Copy out each record that follows exactly, and omit any picture you find.

========================================================================

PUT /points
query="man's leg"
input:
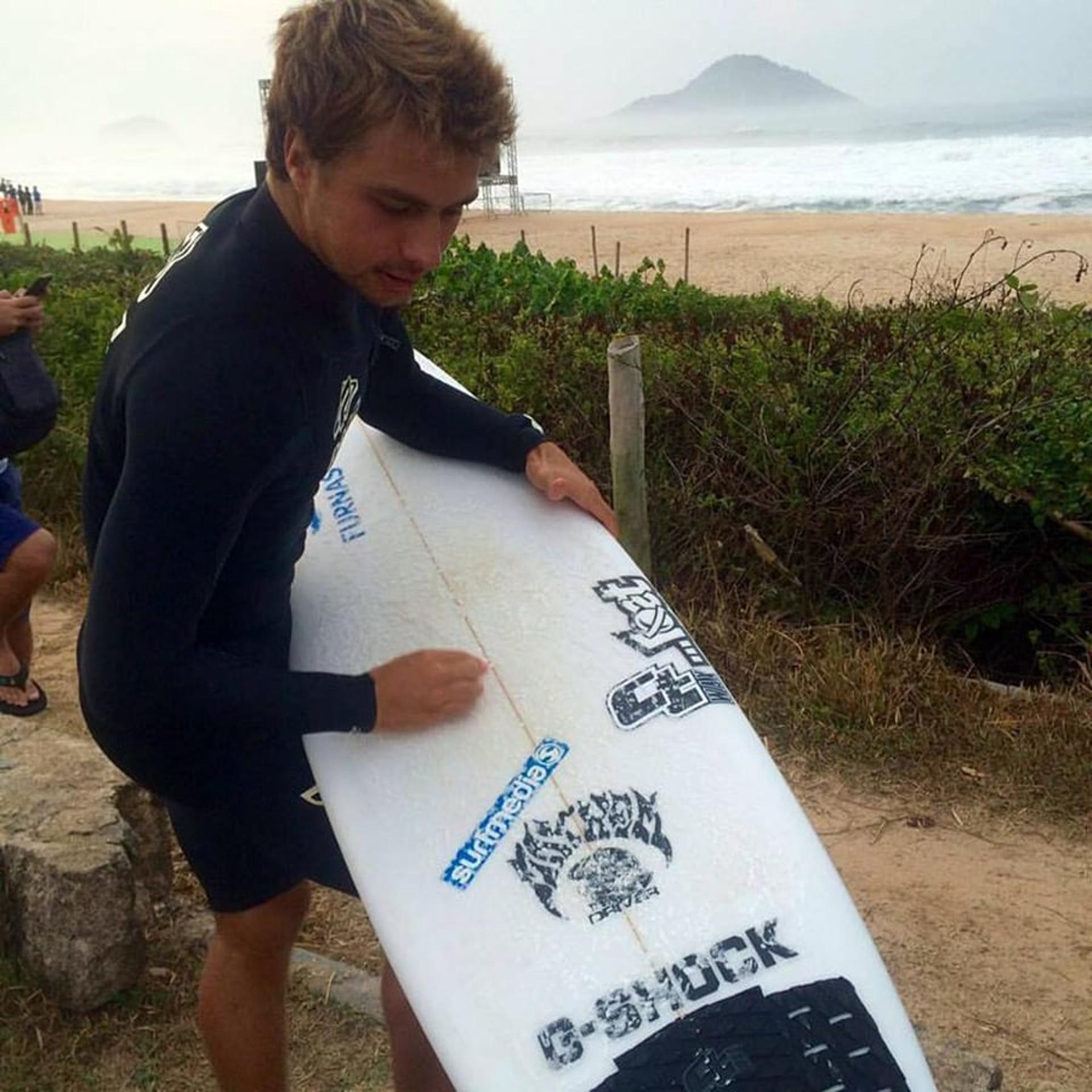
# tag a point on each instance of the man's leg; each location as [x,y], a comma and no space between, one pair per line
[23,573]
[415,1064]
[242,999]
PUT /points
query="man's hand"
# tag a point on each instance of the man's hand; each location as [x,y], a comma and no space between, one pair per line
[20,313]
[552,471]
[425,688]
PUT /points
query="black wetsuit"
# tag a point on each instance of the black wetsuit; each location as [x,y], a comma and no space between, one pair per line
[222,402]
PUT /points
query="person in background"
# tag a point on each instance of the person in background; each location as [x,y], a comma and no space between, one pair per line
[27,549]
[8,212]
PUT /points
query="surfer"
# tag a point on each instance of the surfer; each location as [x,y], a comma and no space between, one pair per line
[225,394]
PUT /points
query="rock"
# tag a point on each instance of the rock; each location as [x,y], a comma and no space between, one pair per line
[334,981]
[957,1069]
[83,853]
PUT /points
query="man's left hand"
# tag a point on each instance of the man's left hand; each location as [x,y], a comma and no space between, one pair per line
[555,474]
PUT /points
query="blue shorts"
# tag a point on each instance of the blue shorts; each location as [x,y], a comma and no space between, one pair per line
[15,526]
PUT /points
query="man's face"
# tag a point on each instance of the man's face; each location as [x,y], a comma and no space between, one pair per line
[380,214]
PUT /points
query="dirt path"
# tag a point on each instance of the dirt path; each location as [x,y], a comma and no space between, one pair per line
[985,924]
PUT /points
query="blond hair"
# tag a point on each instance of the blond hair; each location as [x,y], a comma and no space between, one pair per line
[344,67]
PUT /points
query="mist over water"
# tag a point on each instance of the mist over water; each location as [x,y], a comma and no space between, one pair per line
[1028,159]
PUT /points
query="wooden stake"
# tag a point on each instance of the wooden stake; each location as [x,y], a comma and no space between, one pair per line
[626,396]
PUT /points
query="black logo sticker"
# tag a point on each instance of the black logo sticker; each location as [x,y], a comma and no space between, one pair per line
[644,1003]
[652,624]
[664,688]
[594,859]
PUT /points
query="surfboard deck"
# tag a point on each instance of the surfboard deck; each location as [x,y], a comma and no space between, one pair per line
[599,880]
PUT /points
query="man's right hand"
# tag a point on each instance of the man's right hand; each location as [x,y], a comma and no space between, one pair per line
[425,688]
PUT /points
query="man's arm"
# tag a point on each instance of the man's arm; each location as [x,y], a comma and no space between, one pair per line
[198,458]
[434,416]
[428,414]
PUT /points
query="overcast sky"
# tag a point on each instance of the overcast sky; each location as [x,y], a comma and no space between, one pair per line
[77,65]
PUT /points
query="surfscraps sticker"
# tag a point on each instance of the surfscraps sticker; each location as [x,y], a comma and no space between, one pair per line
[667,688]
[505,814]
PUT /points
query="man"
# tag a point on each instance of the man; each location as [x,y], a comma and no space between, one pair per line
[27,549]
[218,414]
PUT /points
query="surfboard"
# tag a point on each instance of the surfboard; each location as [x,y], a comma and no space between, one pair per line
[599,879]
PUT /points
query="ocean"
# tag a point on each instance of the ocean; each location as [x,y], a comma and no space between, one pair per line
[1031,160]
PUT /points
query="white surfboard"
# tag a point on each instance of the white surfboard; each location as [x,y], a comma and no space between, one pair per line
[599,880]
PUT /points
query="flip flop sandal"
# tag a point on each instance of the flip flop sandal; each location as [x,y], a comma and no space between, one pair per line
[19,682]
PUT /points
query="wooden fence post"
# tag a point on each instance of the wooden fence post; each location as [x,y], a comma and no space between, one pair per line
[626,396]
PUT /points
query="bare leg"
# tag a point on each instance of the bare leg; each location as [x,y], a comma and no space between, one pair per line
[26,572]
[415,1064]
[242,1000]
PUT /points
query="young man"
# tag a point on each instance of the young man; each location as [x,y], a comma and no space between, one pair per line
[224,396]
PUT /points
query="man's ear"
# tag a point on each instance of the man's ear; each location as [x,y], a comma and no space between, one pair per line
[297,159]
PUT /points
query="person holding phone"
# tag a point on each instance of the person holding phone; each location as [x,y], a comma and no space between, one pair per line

========================================================================

Written solution.
PUT /points
query="man's leg"
input:
# tag a point on each instance of the man's leg; each location as [x,y], a comma and no space between, one pair per line
[23,573]
[415,1064]
[242,999]
PUT /points
query="man's hand"
# tag a point on each instance of the man's hand; each location as [x,y], a comma and no space between, one pair per line
[20,313]
[552,471]
[425,688]
PUT /points
query="black wetsuit"
# tag a point on each instance of the black wetsuit; each location as [x,y], a comma and no space between, one pair per line
[222,402]
PUT /points
query="person in background"
# tag a point on each instance of the person in background; each location as [x,y], a comma and no space between, one pair per line
[27,549]
[8,212]
PUT /points
query="surfer"
# tag a point on each instance of the surfer; each location as [x,y], a comma and no space between, one pair per line
[225,394]
PUT /points
query="rock"
# tag a point on each instance of the rock; each location as [x,y], a comma and no space between, one pair per line
[334,981]
[957,1069]
[83,853]
PUT /points
query="man's left hand"
# tag a point on each instance of the man's left hand; each location as [x,y], a comma and no space between, one pair per line
[555,474]
PUT /points
query="blue shorts"
# tag a point on each instance of the blue shorts; each location as [x,y], a comma and no space between, one pair per line
[15,526]
PUT /points
query="man's face"
# tag a point on each instance of the man's face; each location as [x,y], a comma and no space between, one pair per line
[380,214]
PUT /points
query="dirt path"
# tag a point on each instance of the dirt path; each location as [x,y], a comma and no space between, one pair per line
[985,924]
PUT /points
query="blond hair"
# tag a point on each instance of the blond hair; each location as [x,y], a comma and no space between, one pair per line
[344,67]
PUT /points
query="mist over water"
# tag a point on each instance of the mist over water; each location as [x,y], a comma and no space between, one pair per line
[1028,159]
PUT /points
query="wooden stake"
# tag a point on each instance of the wooden stake; each location as [x,y], a comma and no space between, one pair per line
[626,396]
PUT /points
query="black logo sticker"
# tag a point on each instance of the black logo sticker; each location as [x,y], a comma and no space between, one pair per line
[644,1003]
[652,624]
[664,688]
[594,859]
PUT /points
query="surfboard deck"
# tag a point on each instance of the surfboard deck; each location as [x,y], a comma and no space between, one pair per line
[599,880]
PUT /points
query="man's right hand"
# tag a point on each instance of the man's right hand; each location as [x,y], a comma and no space between, one pair per line
[425,688]
PUT /points
query="man's arm"
# tag a point on each instance of the man's arm; each location as [x,y], a comma and no space between, one pair per line
[198,458]
[434,416]
[428,414]
PUT /points
query="overcast sky"
# tag a point on each instance of the overcast sky; each location as [x,y], a comma and no space between, one pair per line
[77,65]
PUT /points
query="surfscraps sticker"
# tag a point on each instance of the surfscraps sticker; each location as [x,y], a comma and no space between, one pair per line
[667,688]
[505,814]
PUT /points
query="man"
# tag a point on each instance of the man; each location as [x,y], a comma and no space between, one pair per line
[27,549]
[218,414]
PUT /points
query="surfboard"
# tag a point on each instance of the surfboard; each location as [x,y], a comma and no space between, one pair per line
[599,879]
PUT /points
query="ocean"
# tag a point on each instance of the ocean; each location as [x,y], a comma and no space between, one pair per line
[1031,160]
PUT /points
query="white surfboard"
# tag a point on each instance of the white surfboard; each location as [x,y], a comma and no space between, one pair per line
[599,880]
PUT /points
query="flip flop sandal"
# tag a point on each instance of the flip flop sandal; each location as [x,y], a comma and no space between, one pair per line
[19,682]
PUT /points
query="wooden fence post"
# tag a point on each instance of the wooden fence post; each location as [x,y], a comma and no space between, one pair per line
[626,396]
PUT /points
query="bare leg"
# tag a point on each instance of the bare leg; each location as [x,y], a comma and no space between, one pair per line
[26,572]
[415,1064]
[242,1000]
PUT /points
query="young man"
# tag a point on each instance of the young man; each location as [x,y], a comma and no space between, one pair per line
[224,396]
PUT /points
query="man's ear"
# tag a point on each instance of the man's ear; each location as [x,y], a comma and no space between, one pair per line
[297,159]
PUT /points
query="person holding phone"
# tag a point on each instance of the person holding phone; each location as [x,y], a comma and no space between, one pair per line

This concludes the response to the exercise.